→ **Task description**
Copy out every line of the data below word for word, changing nothing.

→ **Available data**
○ ○ ○ ○
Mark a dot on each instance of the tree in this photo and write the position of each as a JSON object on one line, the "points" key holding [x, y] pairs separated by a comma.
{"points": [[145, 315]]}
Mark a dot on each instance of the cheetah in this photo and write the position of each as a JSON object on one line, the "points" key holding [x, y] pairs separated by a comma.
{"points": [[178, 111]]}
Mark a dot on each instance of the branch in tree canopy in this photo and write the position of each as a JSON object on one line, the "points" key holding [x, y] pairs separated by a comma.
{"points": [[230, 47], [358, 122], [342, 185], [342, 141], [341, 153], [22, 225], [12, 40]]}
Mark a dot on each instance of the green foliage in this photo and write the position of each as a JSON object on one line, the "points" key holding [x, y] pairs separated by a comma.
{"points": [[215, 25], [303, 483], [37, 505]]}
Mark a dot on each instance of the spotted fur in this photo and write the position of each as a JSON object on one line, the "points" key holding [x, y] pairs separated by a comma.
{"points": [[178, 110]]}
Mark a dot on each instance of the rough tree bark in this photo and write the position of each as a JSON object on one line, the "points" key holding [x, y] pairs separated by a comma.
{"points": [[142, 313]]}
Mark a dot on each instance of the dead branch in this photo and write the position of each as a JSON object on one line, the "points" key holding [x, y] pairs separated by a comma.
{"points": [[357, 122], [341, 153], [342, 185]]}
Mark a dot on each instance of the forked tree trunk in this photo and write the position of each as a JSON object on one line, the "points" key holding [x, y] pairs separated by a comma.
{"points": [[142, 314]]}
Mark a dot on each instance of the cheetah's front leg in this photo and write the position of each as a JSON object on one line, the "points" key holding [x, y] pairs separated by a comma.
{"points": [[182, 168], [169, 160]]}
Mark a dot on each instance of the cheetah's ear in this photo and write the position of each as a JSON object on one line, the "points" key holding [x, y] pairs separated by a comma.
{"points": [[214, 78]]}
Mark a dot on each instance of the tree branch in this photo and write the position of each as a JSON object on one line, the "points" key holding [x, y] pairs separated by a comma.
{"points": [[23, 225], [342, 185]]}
○ ○ ○ ○
→ **The reply**
Mark a dot on each instance of the tree in this photo and write the position of each as a JSON object on one line, the "points" key holding [x, y] pairs separated by a comma.
{"points": [[145, 315]]}
Mark a dot on each instance of the cheetah in this photo and write the position of each as a JSON object on one line, the "points" key holding [x, y] pairs separated by a comma.
{"points": [[178, 111]]}
Mark a dot on each instance of the branch in tree canopy in this photo and write the position of each as a JSON object on one line, the "points" key holding [x, y] pairs separated by a comma.
{"points": [[230, 47], [358, 122], [342, 185], [342, 141], [341, 153], [22, 225], [12, 40]]}
Mark a dot on each instance of the green foliage in this photo and write the position of each as a JSON object on one line, the "points" key holding [x, y] pairs separated by a comma.
{"points": [[215, 25], [303, 483], [37, 505]]}
Mark a dot on each instance of the spotted fur in this photo and write the position of each as a JSON object on one line, the "points" key holding [x, y] pairs separated by a comma.
{"points": [[178, 110]]}
Mark a dot on each instance of the rough tree bark in this photo and write the position of each as a JSON object on one line, the "points" key holding [x, y] pairs separated by a comma.
{"points": [[142, 313]]}
Mark a dot on each instance of the dead branch in this photo and write the position of each as a JSON object on one line, the "points" key holding [x, y] pairs separated by a comma.
{"points": [[357, 122], [341, 153], [342, 185]]}
Mark a dot on each instance of the forked tree trunk in this photo and write the position of each as a JSON object on one line, the "points" key holding [x, y] pairs separated by a comma.
{"points": [[142, 314]]}
Mark a dot on each instance of the cheetah's front leg in this photo and write the position of each as a JSON object on one line, the "points" key holding [x, y] pairs separated by a comma.
{"points": [[182, 168], [169, 160]]}
Mark a dot on each instance of the cheetah's ear in this photo and write the position of each as a JSON object on one line, the "points" key holding [x, y] pairs separated by a comma.
{"points": [[214, 78]]}
Mark a dot on each instance of the tree branch in this photo and write the position of each as a JSON object on one line, the "points" key holding [x, y] pairs separated by a comma.
{"points": [[23, 225], [342, 185]]}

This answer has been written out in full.